Yesterday, a forecast for the currency pair USD/CAD was published, where the main emphasis was on the dynamics of oil prices. Yesterday and today, according to the technical analysis, oil has an intention to reverse after a brief correction.
China’s economic activity is in the spotlight. The weakness of raw materials assets in recent days can be linked to the outbreak of COVID in China. The conditions in the country complicated by disease negatively affect the recovery of demand for fuel. Since China is one of the largest importers of oil in the world, this recovery is necessary. However, these problems are temporary, and according to Chinese forecasts the peak of diseases will be in January 2023, that is, the consequences of the outbreak will not last long.
This China’s forecast is confirmed by recent news reports. Economic activity is recovering in several cities, where the number of COVID cases has probably already peaked, although many parts of the country are still struggling with fast disease spread. The mobility of the population is still well below the levels reached a few months ago. Subway ridership in Beijing, Chongqing, Chengdu and Wuhan rose by about 40% to 100% in the week to Wednesday. It is a sign that residents of these areas are getting back to work.
The second bullish factor for oil remains the oil cap.

Dataset content:
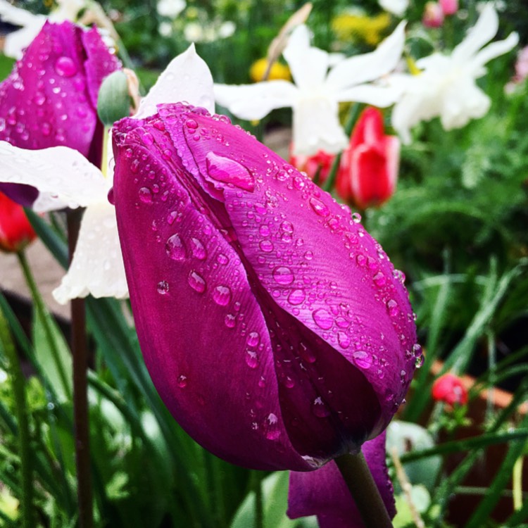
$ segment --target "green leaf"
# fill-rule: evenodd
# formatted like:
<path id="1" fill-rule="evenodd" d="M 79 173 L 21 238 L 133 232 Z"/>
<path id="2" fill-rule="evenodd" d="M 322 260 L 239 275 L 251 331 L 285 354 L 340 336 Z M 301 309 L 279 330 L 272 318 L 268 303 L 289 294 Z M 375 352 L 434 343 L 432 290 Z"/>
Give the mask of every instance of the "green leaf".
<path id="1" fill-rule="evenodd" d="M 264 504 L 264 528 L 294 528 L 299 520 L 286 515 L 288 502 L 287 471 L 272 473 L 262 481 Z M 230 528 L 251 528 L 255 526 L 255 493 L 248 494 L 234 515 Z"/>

What you need to do:
1. Answer these questions using the oil market commentary.
(a) Which currency pair did yesterday's forecast cover?
(b) According to Chinese forecasts, when will the peak of diseases be?
(c) In which cities did subway ridership rise by about 40% to 100% in the week to Wednesday?
2. Decide whether each statement agrees with the oil market commentary, and support each answer with a quotation from it.
(a) China is one of the largest importers of oil in the world.
(b) Population mobility in China has returned to the levels of a few months ago.
(c) The oil cap is presented as a bearish factor for oil.
3. Pick up the oil market commentary after its final sentence and continue writing it.

Exercise responses:
1.
(a) USD/CAD.
(b) January 2023.
(c) Beijing, Chongqing, Chengdu and Wuhan.

2.
(a) Yes: "Since China is one of the largest importers of oil in the world, this recovery is necessary."
(b) No: "The mobility of the population is still well below the levels reached a few months ago."
(c) No: "The second bullish factor for oil remains the oil cap."

3.
The Russian Federation's response to the G7 price cap on Russian oil matches the promises previously voiced by state representatives, and had no significant impact on global fuel supplies. However, Russia leaves open for a more decisive move to the EU-imposed price threshold for raw materials.
According to the technical analysis, oil bounced from the lower boundary of its uptrend. Growth to the upper boundary is likely to be, to the level of $88 per barrel. Also, this level coincides with the 0.236 Fibonacci from the whole wave of oil correction since the beginning of 2022. A stop loss can be put at the current trend downward exit and the updated yesterday candle’s price lows. This is the level of $81.6 per barrel.
Brent crude oil is likely to grow:
Take profit – $88
Stop-loss – $81,6
This content is for informational purposes only and is not intended to be investing advice.